**Document section**
============================================================

The Pennsylvania Railroad's class I1s steam locomotives were the largest class of 2-10-0 "Decapods" in the United States. From 1916 to 1923, 598 locomotives were produced (123 at Altoona Works and 475 at Baldwin Locomotive Works). They were the dominant freight locomotive on the system until World War II and remained in service until 1957. Nicknames for the type included Decs and Hippos, the latter due to their large boiler.

The I1s design was much larger than the 2-10-0 design that preceded it, taking advantage of the PRR's heavy trackage and high allowed axle load, with a wide, free-steaming boiler. Large cylinders enabled the I1s to apply that power to the rails. However, the large boiler limited the size of the driving wheels, which made it impossible to mount counterweights large enough to balance the piston thrusts. As a result, they were hard riding at anything but low speeds, prone to slipping, and unpopular with crews. The locomotives were known for being very powerful, with one author describing them as "the holy terror of the PRR".

Subclass I1sa increased maximum steam cut-off to admit steam for 78% of the piston stroke (rather than the original 50%), boosting low speed tractive effort from . There was no obvious external difference, except for a revised builders' plate and combination lever. The I1s locomotives were converted to I1sa during major overhauls; eventually, 489 were converted while 109 remained as-built.

Preservation 
Of the 598 class I1 locomotives built for the Pennsylvania Railroad, only one (#4483) survived the scrapper's torch. PRR 4483 was built in May 1923 and assigned to drag freight service. In February 1931, it was converted to an I1sa, increasing its tractive effort, and assigned to the Eastern Region, Susquehanna Division and Northern Region. On 1 November 1944, PRR 4483 was reassigned to the Eastern Region, Central PA Division and Williamsport Division and equipped with a cab signal, whistle and acknowledger. In the early 1950s, it was again reassigned to the PRR Ebeenezer, often seen hauling coal drags up the Elmria Branch to the coal unloading docks in Sodus Bay on Lake Ontario, New York.

============================================================

Condense the paragraph beginning "The I1s design was much larger" in the article on the Pennsylvania Railroad's I1s locomotives into a short bulleted list of its main facts.

(Named object pointing entries)
============================================================

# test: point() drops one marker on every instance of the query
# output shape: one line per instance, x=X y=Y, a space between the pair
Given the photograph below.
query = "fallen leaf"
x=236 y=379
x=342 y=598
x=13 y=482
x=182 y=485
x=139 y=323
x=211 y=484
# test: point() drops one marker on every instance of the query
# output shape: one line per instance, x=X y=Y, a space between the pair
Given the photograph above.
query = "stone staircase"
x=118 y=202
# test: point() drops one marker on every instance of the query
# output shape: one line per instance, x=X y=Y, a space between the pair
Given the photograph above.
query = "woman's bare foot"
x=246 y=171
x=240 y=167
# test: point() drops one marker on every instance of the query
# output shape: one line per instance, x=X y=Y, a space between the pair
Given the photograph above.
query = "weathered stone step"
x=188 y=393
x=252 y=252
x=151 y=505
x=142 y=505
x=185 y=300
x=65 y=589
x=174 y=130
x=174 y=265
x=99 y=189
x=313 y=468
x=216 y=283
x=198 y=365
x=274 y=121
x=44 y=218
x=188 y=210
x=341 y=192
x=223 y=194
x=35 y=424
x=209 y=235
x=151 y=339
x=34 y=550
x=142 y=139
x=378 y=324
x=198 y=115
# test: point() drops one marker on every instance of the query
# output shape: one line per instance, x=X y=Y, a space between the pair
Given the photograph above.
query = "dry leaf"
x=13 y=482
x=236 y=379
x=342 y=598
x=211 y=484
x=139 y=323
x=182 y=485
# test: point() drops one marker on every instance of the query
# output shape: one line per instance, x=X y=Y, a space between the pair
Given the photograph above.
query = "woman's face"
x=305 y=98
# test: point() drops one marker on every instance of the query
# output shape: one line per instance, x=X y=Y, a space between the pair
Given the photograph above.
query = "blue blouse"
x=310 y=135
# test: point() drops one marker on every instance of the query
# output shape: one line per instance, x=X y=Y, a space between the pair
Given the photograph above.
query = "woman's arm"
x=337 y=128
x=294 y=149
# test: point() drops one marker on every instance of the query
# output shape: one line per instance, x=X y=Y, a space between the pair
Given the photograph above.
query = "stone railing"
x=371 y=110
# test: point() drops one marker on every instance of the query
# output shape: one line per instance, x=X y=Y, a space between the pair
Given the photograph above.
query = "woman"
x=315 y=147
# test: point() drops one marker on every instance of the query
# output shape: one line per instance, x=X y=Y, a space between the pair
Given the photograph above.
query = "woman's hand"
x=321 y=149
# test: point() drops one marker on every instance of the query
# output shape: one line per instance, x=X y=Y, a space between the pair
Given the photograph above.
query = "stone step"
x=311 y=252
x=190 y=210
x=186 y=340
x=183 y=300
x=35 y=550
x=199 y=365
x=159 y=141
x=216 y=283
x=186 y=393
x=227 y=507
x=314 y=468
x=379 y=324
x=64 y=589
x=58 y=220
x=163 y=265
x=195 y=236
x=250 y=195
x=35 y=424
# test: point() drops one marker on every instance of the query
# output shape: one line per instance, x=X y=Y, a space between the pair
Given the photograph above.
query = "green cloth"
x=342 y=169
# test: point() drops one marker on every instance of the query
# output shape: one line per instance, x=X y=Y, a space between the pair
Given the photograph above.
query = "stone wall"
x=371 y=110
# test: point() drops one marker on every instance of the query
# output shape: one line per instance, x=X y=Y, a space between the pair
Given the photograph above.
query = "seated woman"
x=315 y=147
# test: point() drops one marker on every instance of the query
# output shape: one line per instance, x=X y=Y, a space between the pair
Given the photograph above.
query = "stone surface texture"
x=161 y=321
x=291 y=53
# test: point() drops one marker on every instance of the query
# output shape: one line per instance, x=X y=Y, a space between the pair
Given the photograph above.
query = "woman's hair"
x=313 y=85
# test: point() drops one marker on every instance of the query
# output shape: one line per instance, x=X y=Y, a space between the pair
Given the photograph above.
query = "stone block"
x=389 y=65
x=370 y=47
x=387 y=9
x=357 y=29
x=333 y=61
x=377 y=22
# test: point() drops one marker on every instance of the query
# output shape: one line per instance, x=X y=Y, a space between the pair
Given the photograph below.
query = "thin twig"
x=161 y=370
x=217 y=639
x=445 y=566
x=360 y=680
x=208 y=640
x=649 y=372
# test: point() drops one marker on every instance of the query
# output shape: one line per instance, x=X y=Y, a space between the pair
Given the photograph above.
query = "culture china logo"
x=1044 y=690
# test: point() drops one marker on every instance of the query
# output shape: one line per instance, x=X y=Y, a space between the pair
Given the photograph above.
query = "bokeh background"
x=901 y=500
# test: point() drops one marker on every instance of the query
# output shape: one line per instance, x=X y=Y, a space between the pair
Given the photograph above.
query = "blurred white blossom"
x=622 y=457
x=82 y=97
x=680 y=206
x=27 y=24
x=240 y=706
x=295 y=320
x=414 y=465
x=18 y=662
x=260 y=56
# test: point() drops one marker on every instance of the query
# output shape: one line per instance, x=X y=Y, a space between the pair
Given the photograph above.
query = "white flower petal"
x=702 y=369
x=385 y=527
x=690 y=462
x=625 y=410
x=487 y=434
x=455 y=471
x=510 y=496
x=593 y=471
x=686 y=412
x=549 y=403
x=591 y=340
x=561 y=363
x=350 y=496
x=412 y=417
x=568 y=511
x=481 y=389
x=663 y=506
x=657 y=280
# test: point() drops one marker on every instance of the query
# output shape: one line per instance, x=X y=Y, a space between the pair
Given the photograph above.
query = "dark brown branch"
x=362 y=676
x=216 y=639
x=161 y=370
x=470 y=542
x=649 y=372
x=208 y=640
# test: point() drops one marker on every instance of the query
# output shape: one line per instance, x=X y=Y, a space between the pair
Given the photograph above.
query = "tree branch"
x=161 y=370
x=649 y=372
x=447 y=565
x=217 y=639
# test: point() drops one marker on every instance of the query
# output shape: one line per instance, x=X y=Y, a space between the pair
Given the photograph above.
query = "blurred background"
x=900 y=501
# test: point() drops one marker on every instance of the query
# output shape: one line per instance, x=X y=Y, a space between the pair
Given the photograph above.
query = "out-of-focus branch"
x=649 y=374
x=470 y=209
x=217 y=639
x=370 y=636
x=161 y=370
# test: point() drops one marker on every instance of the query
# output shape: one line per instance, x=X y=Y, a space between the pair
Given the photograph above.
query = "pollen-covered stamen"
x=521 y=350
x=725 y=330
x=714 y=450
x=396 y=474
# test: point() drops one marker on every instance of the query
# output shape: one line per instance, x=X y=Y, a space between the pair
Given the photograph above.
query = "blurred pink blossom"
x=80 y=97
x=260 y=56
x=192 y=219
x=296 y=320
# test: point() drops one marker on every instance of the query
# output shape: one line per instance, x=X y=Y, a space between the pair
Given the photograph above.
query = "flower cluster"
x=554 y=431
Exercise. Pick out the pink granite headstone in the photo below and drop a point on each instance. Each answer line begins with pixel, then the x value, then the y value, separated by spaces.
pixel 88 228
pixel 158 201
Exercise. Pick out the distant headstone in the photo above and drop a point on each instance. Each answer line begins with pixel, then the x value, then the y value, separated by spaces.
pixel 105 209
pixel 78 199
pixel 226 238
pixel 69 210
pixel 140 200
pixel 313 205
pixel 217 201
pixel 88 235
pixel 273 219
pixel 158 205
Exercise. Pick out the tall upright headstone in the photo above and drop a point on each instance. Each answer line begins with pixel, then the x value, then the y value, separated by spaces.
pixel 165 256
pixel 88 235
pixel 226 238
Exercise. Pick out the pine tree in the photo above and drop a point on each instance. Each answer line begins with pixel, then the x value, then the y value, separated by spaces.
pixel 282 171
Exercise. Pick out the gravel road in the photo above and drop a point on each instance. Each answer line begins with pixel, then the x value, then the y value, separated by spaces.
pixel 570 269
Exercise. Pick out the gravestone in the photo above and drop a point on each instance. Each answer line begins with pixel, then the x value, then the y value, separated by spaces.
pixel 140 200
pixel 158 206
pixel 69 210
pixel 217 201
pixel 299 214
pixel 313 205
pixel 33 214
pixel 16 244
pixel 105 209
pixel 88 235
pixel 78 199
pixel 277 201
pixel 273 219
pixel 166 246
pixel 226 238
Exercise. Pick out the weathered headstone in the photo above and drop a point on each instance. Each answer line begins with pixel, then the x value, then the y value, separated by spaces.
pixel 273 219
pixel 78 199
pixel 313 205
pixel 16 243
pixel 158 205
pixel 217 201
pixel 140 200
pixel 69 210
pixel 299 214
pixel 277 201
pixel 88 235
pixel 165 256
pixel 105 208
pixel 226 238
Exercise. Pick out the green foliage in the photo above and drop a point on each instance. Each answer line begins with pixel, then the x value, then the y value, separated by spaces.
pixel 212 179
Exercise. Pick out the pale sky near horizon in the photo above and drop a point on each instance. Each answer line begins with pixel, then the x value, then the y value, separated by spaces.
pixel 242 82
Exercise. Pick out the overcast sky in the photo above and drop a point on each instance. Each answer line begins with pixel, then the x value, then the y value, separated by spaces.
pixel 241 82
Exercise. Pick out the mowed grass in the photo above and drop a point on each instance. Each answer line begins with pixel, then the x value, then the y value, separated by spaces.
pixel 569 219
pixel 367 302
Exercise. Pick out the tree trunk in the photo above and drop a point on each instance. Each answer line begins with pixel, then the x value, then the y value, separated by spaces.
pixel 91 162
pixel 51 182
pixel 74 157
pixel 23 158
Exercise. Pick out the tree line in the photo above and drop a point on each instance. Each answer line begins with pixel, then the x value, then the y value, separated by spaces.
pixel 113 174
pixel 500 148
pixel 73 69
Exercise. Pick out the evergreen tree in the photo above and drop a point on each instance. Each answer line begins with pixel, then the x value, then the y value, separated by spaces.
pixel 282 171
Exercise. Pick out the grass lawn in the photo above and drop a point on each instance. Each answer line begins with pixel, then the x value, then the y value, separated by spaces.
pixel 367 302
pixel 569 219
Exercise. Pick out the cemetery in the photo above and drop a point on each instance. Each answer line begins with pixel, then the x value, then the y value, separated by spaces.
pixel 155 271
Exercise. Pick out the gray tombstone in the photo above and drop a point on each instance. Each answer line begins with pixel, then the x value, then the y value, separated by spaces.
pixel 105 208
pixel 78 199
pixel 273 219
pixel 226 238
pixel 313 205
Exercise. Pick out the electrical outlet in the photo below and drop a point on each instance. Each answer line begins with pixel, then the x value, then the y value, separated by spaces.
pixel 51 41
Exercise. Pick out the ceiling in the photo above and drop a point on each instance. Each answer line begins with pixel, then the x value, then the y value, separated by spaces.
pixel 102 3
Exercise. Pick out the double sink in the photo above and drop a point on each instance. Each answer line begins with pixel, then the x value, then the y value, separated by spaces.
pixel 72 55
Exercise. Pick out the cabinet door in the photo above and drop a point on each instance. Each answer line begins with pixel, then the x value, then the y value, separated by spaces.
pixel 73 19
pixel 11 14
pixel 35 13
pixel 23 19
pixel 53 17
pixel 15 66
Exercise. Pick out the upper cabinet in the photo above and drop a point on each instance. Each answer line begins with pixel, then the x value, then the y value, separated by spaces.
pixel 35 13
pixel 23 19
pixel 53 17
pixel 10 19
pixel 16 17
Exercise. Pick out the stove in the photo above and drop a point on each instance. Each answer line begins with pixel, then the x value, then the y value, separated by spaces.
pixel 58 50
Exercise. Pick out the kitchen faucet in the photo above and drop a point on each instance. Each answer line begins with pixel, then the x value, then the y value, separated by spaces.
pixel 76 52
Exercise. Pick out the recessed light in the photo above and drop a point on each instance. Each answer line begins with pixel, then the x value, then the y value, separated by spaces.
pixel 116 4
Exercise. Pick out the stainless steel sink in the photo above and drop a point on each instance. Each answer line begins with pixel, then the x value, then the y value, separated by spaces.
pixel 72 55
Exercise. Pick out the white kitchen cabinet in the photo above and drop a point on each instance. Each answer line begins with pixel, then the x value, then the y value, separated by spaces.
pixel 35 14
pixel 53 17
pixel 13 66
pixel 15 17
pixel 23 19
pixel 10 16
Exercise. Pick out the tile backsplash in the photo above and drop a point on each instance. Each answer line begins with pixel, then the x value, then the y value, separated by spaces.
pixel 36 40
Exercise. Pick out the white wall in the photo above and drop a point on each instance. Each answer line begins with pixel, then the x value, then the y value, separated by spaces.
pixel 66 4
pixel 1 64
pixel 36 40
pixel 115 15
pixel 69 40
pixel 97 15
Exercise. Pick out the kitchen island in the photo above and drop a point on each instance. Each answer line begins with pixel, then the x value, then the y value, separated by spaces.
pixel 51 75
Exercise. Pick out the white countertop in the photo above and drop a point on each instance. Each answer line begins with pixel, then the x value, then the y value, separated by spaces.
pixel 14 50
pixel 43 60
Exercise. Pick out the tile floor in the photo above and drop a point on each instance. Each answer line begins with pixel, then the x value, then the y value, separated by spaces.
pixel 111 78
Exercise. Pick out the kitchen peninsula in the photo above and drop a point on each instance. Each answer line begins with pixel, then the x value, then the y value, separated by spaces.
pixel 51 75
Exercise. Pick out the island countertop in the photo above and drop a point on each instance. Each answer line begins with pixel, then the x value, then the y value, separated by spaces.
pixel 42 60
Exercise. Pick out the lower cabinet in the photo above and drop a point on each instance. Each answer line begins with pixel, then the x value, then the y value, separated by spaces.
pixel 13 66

============================================================

**Solution to the exercise**
- The I1s was much larger than the earlier 2-10-0 design. It used the PRR's heavy track and high allowed axle load, and it had a wide, free-steaming boiler.
- Large cylinders let it apply that power to the rails.
- The large boiler limited driving-wheel size, so counterweights could not be big enough to balance the piston thrusts.
- As a result, the locomotives rode hard except at low speeds, were prone to slipping, and were unpopular with crews.
- They were known as very powerful; one author called them "the holy terror of the PRR."